__Point-per-instance localization data__.
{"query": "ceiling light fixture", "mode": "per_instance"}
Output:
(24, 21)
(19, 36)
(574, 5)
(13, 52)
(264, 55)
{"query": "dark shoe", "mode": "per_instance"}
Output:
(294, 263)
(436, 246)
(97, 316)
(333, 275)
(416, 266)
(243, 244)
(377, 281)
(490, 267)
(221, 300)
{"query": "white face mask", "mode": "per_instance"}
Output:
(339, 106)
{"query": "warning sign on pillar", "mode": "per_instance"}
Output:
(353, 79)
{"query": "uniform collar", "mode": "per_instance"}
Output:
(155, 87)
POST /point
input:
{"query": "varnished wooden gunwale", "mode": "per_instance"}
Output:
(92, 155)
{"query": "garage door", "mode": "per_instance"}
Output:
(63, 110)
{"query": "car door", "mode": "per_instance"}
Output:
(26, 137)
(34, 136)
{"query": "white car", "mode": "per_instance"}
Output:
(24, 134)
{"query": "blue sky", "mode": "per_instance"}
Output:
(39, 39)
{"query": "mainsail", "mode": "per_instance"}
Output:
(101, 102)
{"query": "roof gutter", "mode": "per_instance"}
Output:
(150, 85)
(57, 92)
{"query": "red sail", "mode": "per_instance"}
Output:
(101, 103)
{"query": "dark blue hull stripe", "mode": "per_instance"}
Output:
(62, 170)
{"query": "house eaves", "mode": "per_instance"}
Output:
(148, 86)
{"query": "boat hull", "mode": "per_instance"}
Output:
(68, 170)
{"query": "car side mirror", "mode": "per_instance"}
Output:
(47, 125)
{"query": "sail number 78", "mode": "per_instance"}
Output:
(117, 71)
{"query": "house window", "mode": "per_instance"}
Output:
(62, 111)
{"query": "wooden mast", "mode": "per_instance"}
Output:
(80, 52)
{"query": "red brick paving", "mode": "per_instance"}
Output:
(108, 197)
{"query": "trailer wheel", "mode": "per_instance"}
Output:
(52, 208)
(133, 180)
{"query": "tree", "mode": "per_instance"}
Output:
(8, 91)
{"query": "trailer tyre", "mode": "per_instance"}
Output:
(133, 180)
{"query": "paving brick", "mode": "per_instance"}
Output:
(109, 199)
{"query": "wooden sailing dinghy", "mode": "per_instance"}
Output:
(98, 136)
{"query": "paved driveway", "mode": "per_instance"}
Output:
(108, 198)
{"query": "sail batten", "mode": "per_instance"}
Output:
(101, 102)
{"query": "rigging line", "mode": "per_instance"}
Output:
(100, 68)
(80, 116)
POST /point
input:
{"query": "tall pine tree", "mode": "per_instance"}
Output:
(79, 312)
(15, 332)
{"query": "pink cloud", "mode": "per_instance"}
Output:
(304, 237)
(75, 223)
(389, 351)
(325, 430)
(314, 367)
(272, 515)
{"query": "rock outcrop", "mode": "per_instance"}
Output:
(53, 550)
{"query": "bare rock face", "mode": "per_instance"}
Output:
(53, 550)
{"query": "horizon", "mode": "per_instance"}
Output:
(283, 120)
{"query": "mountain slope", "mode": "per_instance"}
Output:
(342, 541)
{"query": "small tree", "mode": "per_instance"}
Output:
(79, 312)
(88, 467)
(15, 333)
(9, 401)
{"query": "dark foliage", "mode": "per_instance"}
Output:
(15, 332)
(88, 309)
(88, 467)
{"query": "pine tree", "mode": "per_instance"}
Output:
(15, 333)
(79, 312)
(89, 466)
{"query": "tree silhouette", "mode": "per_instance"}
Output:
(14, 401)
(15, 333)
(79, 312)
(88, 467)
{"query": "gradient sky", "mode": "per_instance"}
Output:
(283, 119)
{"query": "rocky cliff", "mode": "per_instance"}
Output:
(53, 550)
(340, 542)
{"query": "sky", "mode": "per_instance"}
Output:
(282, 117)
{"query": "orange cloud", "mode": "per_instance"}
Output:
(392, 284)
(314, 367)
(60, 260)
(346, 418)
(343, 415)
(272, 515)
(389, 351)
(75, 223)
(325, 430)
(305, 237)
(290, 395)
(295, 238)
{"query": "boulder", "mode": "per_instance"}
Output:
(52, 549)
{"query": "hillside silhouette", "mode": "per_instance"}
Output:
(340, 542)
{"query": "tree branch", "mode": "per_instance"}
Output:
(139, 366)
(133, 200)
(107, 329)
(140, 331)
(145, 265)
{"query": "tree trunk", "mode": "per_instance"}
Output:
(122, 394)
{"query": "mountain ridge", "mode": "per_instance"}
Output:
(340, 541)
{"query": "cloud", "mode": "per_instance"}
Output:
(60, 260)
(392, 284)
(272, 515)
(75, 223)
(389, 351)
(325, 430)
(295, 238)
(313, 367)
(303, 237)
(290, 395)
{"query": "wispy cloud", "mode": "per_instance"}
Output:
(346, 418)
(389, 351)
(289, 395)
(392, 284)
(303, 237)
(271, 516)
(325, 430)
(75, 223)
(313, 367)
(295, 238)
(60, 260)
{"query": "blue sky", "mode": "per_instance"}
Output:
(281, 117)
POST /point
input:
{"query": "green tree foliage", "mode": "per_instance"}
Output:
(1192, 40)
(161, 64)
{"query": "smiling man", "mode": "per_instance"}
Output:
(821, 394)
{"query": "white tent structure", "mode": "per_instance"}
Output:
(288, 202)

__Exercise directions__. All the records above need to be printed exactly.

__Answer space__.
{"query": "ceiling light fixture", "mode": "per_instance"}
Output:
(24, 21)
(19, 36)
(574, 5)
(13, 52)
(264, 55)
{"query": "dark shoe", "mode": "per_instance"}
Output:
(294, 263)
(436, 246)
(97, 316)
(333, 275)
(416, 266)
(243, 244)
(377, 281)
(490, 267)
(221, 300)
{"query": "white face mask", "mode": "per_instance"}
Output:
(339, 106)
{"query": "warning sign on pillar", "mode": "per_instance"}
Output:
(353, 79)
{"query": "uniform collar", "mode": "per_instance"}
Output:
(155, 87)
POST /point
input:
{"query": "varnished wooden gunwale", "mode": "per_instance"}
Output:
(92, 155)
{"query": "garage door", "mode": "per_instance"}
Output:
(63, 110)
{"query": "car door", "mode": "per_instance"}
Output:
(26, 137)
(34, 136)
{"query": "white car", "mode": "per_instance"}
Output:
(24, 134)
{"query": "blue sky", "mode": "per_instance"}
Output:
(39, 39)
{"query": "mainsail", "mode": "per_instance"}
Output:
(101, 102)
{"query": "roof gutter", "mode": "per_instance"}
Output:
(150, 85)
(57, 92)
{"query": "red sail", "mode": "per_instance"}
Output:
(101, 103)
{"query": "dark blue hull stripe", "mode": "per_instance"}
Output:
(62, 170)
{"query": "house eaves", "mode": "per_instance"}
Output:
(148, 86)
{"query": "boat hull", "mode": "per_instance"}
Output:
(68, 170)
{"query": "car side mirror", "mode": "per_instance"}
Output:
(47, 125)
{"query": "sail number 78", "mode": "per_instance"}
Output:
(117, 71)
{"query": "house window", "mode": "per_instance"}
Output:
(62, 111)
{"query": "wooden mast", "mode": "per_instance"}
Output:
(80, 52)
{"query": "red brick paving", "mode": "per_instance"}
Output:
(108, 197)
{"query": "trailer wheel", "mode": "per_instance"}
Output:
(52, 208)
(133, 180)
{"query": "tree", "mode": "per_instance"}
Output:
(8, 91)
{"query": "trailer tyre", "mode": "per_instance"}
Output:
(133, 180)
{"query": "paving brick", "mode": "per_instance"}
Output:
(109, 199)
{"query": "wooden sailing dinghy", "mode": "per_instance"}
Output:
(98, 136)
{"query": "paved driveway", "mode": "per_instance"}
Output:
(108, 198)
{"query": "sail batten", "mode": "per_instance"}
Output:
(101, 102)
{"query": "rigging line", "mode": "per_instance"}
Output:
(100, 68)
(80, 116)
POST /point
input:
{"query": "tall pine tree", "mode": "per_instance"}
Output:
(79, 312)
(15, 332)
{"query": "pink cloud", "mode": "per_instance"}
Output:
(304, 237)
(75, 223)
(389, 351)
(325, 430)
(314, 367)
(272, 515)
{"query": "rock outcrop", "mode": "per_instance"}
Output:
(53, 550)
{"query": "bare rock face", "mode": "per_instance"}
Output:
(53, 550)
{"query": "horizon", "mode": "per_instance"}
Output:
(283, 120)
{"query": "mountain slope", "mode": "per_instance"}
Output:
(342, 541)
{"query": "small tree", "mode": "per_instance"}
Output:
(79, 312)
(88, 467)
(15, 333)
(9, 401)
{"query": "dark foliage", "mode": "per_instance"}
Output:
(15, 332)
(88, 309)
(88, 467)
{"query": "pine tree", "mode": "per_instance"}
Output:
(15, 333)
(79, 312)
(89, 466)
{"query": "tree silhouette", "mode": "per_instance"}
Output:
(14, 401)
(15, 333)
(79, 312)
(88, 467)
{"query": "gradient sky", "mode": "per_instance"}
Output:
(283, 119)
{"query": "rocky cliff", "mode": "per_instance"}
Output:
(53, 550)
(340, 542)
{"query": "sky", "mode": "per_instance"}
Output:
(282, 117)
{"query": "orange cloud", "mode": "per_instance"}
Output:
(392, 284)
(314, 367)
(60, 260)
(346, 418)
(343, 415)
(272, 515)
(389, 351)
(75, 223)
(325, 430)
(305, 237)
(290, 395)
(295, 238)
{"query": "boulder", "mode": "per_instance"}
Output:
(52, 549)
{"query": "hillside silhouette", "mode": "per_instance"}
Output:
(340, 542)
{"query": "tree branch", "mode": "per_instance"}
Output:
(139, 366)
(133, 200)
(107, 329)
(140, 331)
(145, 265)
{"query": "tree trunk", "mode": "per_instance"}
Output:
(122, 394)
{"query": "mountain ridge", "mode": "per_instance"}
Output:
(340, 541)
{"query": "cloud", "mode": "per_instance"}
Output:
(60, 260)
(392, 284)
(272, 515)
(75, 223)
(389, 351)
(325, 430)
(295, 238)
(313, 367)
(303, 237)
(290, 395)
{"query": "wispy cloud", "mode": "per_instance"}
Output:
(346, 418)
(389, 351)
(289, 395)
(392, 284)
(303, 237)
(271, 516)
(325, 430)
(75, 223)
(313, 367)
(295, 238)
(60, 260)
{"query": "blue sky", "mode": "per_instance"}
Output:
(281, 117)
POST /point
input:
{"query": "green tree foliage", "mode": "per_instance"}
Output:
(1192, 40)
(161, 64)
{"query": "smiling man", "mode": "per_instance"}
Output:
(821, 394)
{"query": "white tent structure", "mode": "per_instance"}
Output:
(288, 202)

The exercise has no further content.